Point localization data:

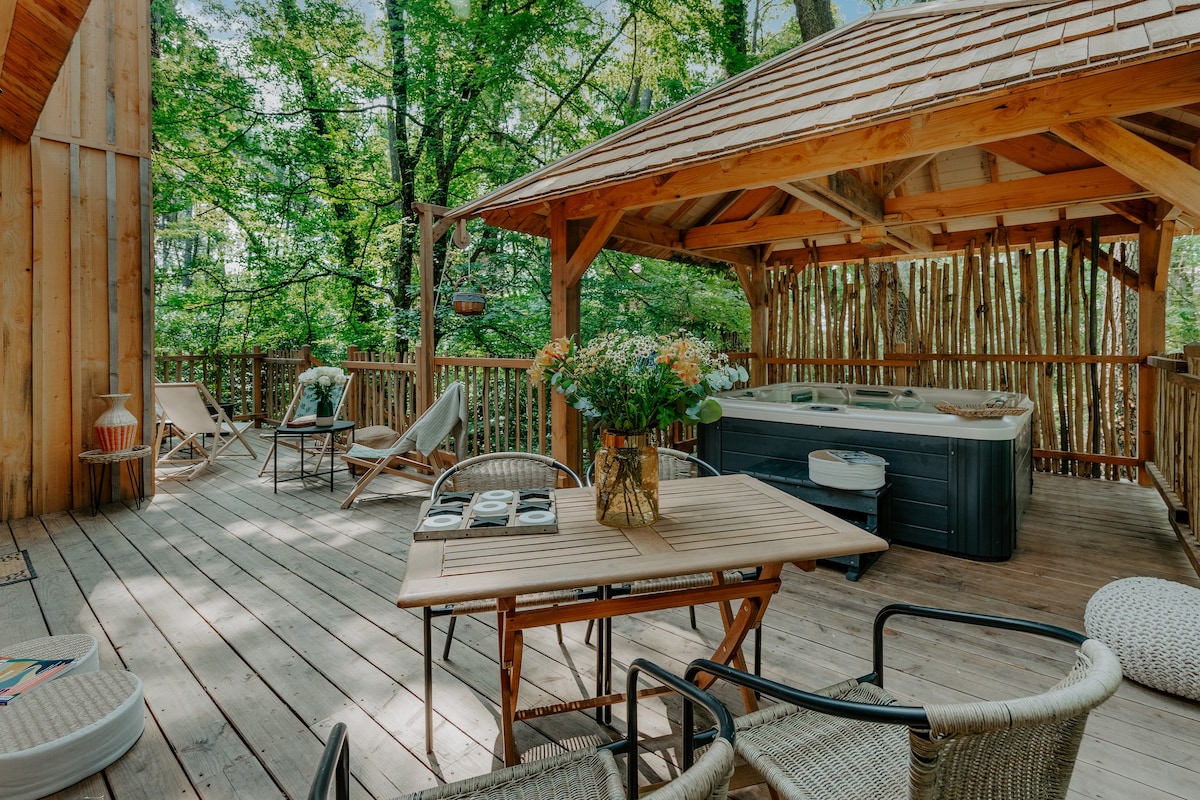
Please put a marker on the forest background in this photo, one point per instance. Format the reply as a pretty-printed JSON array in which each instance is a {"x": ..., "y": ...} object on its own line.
[{"x": 292, "y": 138}]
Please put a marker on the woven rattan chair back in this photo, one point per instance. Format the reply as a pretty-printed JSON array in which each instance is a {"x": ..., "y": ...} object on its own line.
[
  {"x": 857, "y": 740},
  {"x": 505, "y": 470},
  {"x": 1011, "y": 749}
]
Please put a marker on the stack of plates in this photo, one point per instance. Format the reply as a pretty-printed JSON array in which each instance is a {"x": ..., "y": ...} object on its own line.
[{"x": 846, "y": 469}]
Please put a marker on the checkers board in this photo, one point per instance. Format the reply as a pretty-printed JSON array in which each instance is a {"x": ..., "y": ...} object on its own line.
[{"x": 498, "y": 512}]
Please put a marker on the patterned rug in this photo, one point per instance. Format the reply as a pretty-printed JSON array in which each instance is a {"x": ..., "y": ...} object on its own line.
[{"x": 16, "y": 567}]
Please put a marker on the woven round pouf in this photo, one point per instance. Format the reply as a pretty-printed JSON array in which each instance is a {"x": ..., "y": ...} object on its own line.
[
  {"x": 81, "y": 647},
  {"x": 1153, "y": 626},
  {"x": 65, "y": 729}
]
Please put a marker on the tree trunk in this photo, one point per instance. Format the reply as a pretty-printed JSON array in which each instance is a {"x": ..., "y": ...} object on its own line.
[{"x": 815, "y": 17}]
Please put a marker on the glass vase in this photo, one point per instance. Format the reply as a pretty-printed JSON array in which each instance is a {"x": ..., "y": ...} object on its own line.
[
  {"x": 117, "y": 427},
  {"x": 324, "y": 411},
  {"x": 627, "y": 481}
]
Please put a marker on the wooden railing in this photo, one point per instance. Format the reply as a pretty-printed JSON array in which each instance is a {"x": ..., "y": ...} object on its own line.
[
  {"x": 258, "y": 384},
  {"x": 1175, "y": 469},
  {"x": 510, "y": 413}
]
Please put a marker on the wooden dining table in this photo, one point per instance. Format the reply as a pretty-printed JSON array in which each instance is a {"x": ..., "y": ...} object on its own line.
[{"x": 706, "y": 525}]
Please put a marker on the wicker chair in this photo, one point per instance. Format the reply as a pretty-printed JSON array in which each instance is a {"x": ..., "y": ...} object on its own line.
[
  {"x": 589, "y": 773},
  {"x": 498, "y": 470},
  {"x": 853, "y": 740}
]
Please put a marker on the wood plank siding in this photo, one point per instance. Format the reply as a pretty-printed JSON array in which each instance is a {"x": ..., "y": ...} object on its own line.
[
  {"x": 75, "y": 258},
  {"x": 257, "y": 620}
]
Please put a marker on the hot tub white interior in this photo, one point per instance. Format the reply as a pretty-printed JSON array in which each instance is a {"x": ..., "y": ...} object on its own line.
[{"x": 957, "y": 483}]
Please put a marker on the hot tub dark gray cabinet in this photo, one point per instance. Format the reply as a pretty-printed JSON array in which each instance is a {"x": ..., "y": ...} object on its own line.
[{"x": 963, "y": 497}]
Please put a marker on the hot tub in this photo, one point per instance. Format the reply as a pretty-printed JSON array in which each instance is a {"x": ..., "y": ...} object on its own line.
[{"x": 959, "y": 485}]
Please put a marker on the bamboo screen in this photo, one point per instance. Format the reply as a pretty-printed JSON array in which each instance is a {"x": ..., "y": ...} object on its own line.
[{"x": 1045, "y": 322}]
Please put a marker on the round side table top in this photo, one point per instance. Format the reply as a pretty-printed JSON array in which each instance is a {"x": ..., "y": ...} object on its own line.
[{"x": 101, "y": 457}]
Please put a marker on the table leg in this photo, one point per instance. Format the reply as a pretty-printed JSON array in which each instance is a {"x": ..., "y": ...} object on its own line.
[
  {"x": 737, "y": 627},
  {"x": 133, "y": 469},
  {"x": 510, "y": 642},
  {"x": 427, "y": 638},
  {"x": 96, "y": 485}
]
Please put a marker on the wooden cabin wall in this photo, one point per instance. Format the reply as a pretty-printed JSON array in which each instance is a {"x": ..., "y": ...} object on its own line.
[
  {"x": 951, "y": 323},
  {"x": 76, "y": 274}
]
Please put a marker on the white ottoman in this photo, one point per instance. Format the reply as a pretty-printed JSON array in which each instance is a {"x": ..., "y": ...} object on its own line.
[
  {"x": 1153, "y": 626},
  {"x": 65, "y": 729}
]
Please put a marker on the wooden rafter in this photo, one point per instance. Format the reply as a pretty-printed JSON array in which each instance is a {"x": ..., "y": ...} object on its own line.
[{"x": 1141, "y": 161}]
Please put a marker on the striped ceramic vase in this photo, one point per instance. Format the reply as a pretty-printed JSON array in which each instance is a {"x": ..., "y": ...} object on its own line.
[{"x": 117, "y": 427}]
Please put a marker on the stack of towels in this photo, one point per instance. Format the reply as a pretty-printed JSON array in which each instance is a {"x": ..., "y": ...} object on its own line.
[{"x": 846, "y": 469}]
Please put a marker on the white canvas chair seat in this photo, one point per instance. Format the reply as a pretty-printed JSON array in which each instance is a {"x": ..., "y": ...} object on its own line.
[
  {"x": 205, "y": 432},
  {"x": 303, "y": 405},
  {"x": 417, "y": 455}
]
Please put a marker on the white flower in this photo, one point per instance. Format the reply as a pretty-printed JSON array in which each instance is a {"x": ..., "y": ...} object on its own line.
[{"x": 323, "y": 377}]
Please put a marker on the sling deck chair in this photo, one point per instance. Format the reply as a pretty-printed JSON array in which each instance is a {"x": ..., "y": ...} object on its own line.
[
  {"x": 303, "y": 409},
  {"x": 190, "y": 411},
  {"x": 445, "y": 417}
]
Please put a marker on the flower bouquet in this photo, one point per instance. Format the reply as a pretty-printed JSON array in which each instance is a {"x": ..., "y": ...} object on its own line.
[
  {"x": 323, "y": 380},
  {"x": 634, "y": 384}
]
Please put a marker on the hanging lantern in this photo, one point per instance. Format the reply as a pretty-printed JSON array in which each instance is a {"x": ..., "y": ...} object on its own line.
[{"x": 468, "y": 296}]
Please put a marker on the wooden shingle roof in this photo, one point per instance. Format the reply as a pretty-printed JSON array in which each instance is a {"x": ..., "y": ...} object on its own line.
[
  {"x": 924, "y": 125},
  {"x": 35, "y": 37}
]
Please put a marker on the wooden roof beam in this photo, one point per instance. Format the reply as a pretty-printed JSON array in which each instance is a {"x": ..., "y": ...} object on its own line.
[
  {"x": 1139, "y": 160},
  {"x": 640, "y": 230},
  {"x": 846, "y": 190},
  {"x": 907, "y": 216},
  {"x": 1084, "y": 186},
  {"x": 814, "y": 198},
  {"x": 762, "y": 230},
  {"x": 894, "y": 173},
  {"x": 1019, "y": 235}
]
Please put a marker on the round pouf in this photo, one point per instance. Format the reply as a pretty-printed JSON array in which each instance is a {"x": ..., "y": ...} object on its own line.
[
  {"x": 81, "y": 647},
  {"x": 1153, "y": 626},
  {"x": 66, "y": 729}
]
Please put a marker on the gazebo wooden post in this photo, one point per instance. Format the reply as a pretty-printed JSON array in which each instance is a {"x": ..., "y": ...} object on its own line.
[
  {"x": 1153, "y": 257},
  {"x": 571, "y": 250},
  {"x": 433, "y": 226},
  {"x": 759, "y": 325},
  {"x": 754, "y": 287},
  {"x": 567, "y": 434}
]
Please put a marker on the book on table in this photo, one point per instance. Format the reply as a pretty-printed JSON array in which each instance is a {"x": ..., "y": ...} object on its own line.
[{"x": 18, "y": 675}]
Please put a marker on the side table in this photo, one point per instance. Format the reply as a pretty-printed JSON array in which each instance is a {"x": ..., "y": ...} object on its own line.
[
  {"x": 99, "y": 465},
  {"x": 310, "y": 431}
]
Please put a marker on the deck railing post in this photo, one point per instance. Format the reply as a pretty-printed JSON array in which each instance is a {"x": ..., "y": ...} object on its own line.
[{"x": 256, "y": 360}]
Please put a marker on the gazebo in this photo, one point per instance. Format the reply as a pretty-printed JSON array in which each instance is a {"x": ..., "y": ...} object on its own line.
[{"x": 979, "y": 142}]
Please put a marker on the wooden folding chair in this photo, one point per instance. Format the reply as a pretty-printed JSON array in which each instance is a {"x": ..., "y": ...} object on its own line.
[
  {"x": 304, "y": 405},
  {"x": 417, "y": 455},
  {"x": 191, "y": 411}
]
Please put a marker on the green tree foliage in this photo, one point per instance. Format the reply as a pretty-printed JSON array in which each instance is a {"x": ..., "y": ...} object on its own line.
[
  {"x": 1183, "y": 294},
  {"x": 292, "y": 138}
]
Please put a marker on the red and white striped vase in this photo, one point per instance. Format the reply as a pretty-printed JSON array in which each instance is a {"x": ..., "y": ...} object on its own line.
[{"x": 117, "y": 427}]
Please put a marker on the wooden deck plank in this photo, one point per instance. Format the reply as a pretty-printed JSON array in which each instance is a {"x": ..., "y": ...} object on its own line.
[{"x": 258, "y": 619}]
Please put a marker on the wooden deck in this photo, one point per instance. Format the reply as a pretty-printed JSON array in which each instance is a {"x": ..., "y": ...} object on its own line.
[{"x": 256, "y": 620}]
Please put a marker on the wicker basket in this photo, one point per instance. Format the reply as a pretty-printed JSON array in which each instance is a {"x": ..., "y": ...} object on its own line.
[
  {"x": 467, "y": 301},
  {"x": 977, "y": 410}
]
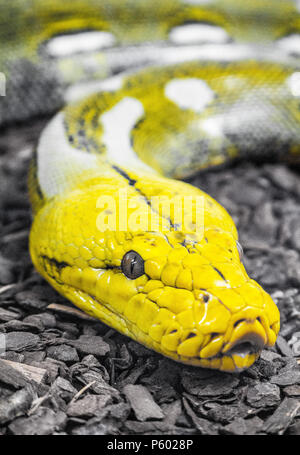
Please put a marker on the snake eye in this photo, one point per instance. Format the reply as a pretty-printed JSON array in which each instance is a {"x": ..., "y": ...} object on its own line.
[
  {"x": 132, "y": 265},
  {"x": 240, "y": 250}
]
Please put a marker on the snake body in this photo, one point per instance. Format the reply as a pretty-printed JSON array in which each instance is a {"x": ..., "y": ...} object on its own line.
[{"x": 187, "y": 107}]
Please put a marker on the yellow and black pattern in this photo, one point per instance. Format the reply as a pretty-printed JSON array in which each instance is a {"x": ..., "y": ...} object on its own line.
[{"x": 151, "y": 91}]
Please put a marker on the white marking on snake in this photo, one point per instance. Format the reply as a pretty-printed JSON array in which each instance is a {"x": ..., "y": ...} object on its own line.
[
  {"x": 118, "y": 123},
  {"x": 198, "y": 33},
  {"x": 293, "y": 82},
  {"x": 190, "y": 93},
  {"x": 57, "y": 161},
  {"x": 290, "y": 43},
  {"x": 62, "y": 46}
]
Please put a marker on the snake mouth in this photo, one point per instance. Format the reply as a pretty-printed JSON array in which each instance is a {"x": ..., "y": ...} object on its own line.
[{"x": 251, "y": 343}]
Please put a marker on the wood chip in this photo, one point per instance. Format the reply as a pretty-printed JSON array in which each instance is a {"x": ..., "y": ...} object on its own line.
[
  {"x": 142, "y": 403},
  {"x": 29, "y": 372},
  {"x": 282, "y": 417}
]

AIM OF THE EXERCISE:
The last part of the records is the answer, beginning at the line that holds "Please put a marker on the white marking" and including the final line, repeated exactly.

ANSWER BELOW:
Please put a marker on the white marking on snake in this photo, one point per instance. Format the reply as a pretty-printed JSON array in which each instance is a {"x": ..., "y": ...} object on its own line.
[
  {"x": 118, "y": 123},
  {"x": 198, "y": 33},
  {"x": 293, "y": 82},
  {"x": 190, "y": 93},
  {"x": 57, "y": 161},
  {"x": 290, "y": 43},
  {"x": 62, "y": 46}
]
Please put a marker on the snake mouth in this photo, one point per instance. Format the reply as a pretty-printed JSON array in which each instance is a {"x": ..., "y": ...} object on its own line.
[{"x": 251, "y": 343}]
Please put a marker on the wood chip in this photo, one point per instance. Format the reply as a pretty-printed JSON array in which each instance is a {"x": ..., "y": ...} object on its own line.
[
  {"x": 142, "y": 403},
  {"x": 29, "y": 372},
  {"x": 282, "y": 417}
]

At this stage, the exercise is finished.